* WHAT IS REQUIRED *
Find "light pole, given" in the data, then restate the line it sits in and every later line word for word, ending with the last line.

Rows from a pointing dataset
⟨
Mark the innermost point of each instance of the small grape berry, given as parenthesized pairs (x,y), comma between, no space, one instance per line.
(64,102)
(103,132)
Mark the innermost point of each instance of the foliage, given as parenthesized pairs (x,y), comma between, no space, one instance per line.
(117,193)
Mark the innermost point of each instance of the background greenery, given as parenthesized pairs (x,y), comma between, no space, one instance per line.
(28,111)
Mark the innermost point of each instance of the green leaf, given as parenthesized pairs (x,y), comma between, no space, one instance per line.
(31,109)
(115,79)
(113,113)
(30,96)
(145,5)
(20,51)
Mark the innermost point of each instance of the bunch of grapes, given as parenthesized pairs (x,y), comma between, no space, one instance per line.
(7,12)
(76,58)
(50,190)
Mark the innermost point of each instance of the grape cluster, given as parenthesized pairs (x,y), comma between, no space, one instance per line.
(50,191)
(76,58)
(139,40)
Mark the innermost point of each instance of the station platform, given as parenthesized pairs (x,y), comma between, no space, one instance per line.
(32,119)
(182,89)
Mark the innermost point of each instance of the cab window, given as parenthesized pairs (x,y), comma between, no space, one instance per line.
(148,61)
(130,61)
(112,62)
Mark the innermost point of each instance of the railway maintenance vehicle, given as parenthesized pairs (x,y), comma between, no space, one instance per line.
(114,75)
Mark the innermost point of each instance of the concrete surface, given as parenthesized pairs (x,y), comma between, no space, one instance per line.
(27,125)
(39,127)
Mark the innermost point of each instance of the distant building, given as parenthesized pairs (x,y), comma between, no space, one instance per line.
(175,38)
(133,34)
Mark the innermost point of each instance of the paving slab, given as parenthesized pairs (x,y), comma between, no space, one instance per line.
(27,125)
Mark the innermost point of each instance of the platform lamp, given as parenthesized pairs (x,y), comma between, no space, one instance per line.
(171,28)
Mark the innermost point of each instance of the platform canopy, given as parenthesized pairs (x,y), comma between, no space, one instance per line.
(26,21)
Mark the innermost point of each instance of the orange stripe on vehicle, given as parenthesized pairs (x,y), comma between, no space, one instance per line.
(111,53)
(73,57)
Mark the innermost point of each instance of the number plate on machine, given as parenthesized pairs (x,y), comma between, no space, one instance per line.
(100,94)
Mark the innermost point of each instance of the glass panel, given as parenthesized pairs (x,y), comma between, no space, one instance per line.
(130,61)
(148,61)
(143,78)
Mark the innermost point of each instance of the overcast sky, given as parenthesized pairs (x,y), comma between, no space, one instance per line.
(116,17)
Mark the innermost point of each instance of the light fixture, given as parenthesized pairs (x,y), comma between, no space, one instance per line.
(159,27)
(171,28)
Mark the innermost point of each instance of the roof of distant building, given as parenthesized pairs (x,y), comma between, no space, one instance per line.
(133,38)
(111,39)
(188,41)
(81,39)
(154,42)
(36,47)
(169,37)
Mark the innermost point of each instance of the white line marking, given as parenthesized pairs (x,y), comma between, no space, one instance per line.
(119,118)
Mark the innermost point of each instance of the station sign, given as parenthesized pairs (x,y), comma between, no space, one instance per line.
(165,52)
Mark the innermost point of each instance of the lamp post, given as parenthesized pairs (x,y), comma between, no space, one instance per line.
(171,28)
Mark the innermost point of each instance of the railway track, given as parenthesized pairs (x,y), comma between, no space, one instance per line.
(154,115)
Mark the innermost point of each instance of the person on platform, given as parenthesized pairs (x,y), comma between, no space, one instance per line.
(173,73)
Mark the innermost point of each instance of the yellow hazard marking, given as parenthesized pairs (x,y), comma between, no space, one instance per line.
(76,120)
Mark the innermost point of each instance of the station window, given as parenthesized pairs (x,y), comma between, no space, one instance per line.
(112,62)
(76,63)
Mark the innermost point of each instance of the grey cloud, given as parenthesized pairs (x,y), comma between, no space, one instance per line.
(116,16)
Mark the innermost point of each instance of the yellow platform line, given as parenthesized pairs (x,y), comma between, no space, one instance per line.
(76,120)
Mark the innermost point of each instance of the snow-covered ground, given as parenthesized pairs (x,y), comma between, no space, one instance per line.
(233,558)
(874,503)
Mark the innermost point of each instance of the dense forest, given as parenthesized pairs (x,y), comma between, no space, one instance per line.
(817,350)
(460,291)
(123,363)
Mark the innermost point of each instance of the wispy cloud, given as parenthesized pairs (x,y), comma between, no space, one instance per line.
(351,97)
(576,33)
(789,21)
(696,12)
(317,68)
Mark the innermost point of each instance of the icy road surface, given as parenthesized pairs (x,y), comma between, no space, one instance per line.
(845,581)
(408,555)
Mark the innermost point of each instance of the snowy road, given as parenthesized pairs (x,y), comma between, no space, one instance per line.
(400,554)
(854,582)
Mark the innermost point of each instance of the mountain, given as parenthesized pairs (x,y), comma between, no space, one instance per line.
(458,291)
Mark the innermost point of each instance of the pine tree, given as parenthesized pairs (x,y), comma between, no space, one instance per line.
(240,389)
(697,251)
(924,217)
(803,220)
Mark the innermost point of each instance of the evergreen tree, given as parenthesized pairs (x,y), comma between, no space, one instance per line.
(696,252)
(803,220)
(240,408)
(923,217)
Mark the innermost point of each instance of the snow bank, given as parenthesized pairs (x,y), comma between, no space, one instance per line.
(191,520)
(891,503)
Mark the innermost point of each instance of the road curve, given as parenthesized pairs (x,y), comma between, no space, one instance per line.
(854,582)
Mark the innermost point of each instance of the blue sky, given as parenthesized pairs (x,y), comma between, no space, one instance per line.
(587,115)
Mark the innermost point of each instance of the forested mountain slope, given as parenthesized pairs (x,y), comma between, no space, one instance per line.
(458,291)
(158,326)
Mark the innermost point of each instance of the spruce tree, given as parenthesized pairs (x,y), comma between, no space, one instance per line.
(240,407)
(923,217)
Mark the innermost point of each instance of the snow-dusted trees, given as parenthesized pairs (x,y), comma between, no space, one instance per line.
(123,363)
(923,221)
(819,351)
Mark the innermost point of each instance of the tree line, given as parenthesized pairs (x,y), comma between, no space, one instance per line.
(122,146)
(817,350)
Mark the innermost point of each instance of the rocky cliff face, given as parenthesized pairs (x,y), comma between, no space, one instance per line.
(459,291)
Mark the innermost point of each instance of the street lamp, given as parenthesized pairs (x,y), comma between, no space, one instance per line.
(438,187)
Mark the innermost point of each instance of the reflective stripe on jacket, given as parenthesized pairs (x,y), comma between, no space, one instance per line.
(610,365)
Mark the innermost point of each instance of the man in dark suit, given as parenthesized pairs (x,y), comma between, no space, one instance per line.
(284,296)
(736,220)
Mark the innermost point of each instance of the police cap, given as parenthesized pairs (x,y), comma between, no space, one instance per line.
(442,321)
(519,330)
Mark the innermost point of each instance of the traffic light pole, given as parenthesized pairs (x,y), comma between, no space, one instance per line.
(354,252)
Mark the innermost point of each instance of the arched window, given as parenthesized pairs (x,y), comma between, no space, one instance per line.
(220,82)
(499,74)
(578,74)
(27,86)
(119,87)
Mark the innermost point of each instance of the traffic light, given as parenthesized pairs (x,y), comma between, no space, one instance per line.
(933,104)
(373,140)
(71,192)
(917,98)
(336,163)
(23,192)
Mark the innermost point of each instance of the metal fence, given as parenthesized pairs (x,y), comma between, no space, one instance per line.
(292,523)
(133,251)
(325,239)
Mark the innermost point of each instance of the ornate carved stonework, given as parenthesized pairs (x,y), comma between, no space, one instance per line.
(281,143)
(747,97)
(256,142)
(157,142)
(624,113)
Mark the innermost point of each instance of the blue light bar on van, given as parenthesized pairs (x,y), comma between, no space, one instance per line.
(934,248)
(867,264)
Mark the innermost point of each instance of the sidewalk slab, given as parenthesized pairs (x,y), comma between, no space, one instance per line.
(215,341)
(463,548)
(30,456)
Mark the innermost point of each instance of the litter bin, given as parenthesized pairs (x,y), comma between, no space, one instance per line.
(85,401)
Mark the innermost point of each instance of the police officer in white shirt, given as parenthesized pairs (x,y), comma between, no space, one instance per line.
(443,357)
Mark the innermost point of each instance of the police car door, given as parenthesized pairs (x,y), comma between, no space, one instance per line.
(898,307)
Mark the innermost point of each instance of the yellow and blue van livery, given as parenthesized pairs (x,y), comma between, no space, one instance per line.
⟩
* ANSWER TO THE PROBLEM *
Mark the innermost point of each instance of the traffic light pole, given as parenthesized pairs (x,y), comma between, no space, one instance per line.
(354,252)
Mark the innermost point of each instance of the arched window, given as parenthesized pairs (x,y), comma between, no space, one instance per line.
(220,82)
(499,74)
(578,74)
(27,86)
(119,87)
Mark the innermost point of each instance of the traffic light, given as parenthesized pairs (x,y), comma between, no space, one instance per line.
(933,104)
(373,140)
(71,192)
(917,98)
(336,163)
(23,192)
Mark the innermost point of each instance of the metal fence, given as parenthesized pairs (x,y), comma between, no space, one instance per line.
(292,523)
(133,251)
(325,239)
Mark the innermost point of each instance of the ornate carved stonework, given as parenthesized pairs (x,y), comma between, no space, one instance per line.
(281,143)
(747,97)
(256,142)
(157,142)
(624,113)
Mark the innermost point of each instance of the blue light bar on van, given as parenthesized pairs (x,y), comma between, no space, one instance per line.
(934,248)
(867,264)
Mark the innermost point of each instance of the sidewalk slab, given as parenthesized pairs (x,y), comma between, no space, one instance per line.
(215,341)
(463,548)
(30,456)
Mark the innermost point of each instance of the litter bin, given as parenthesized pairs (x,y), comma between, no space, one instance per line.
(85,401)
Mark the innermost point of each instance of the police officer in white shirt, given as parenthesized pairs (x,y), comma between, no space, one instance per line.
(443,357)
Mark the innermost point of each instance of the police car door, given as parenthesized pairs (x,y), comma between, no space, one instance per line.
(898,307)
Mark the innermost point of each instance of the yellow and blue van livery, given as parenthesized pairs (x,y), comma between, no space, one instance per line.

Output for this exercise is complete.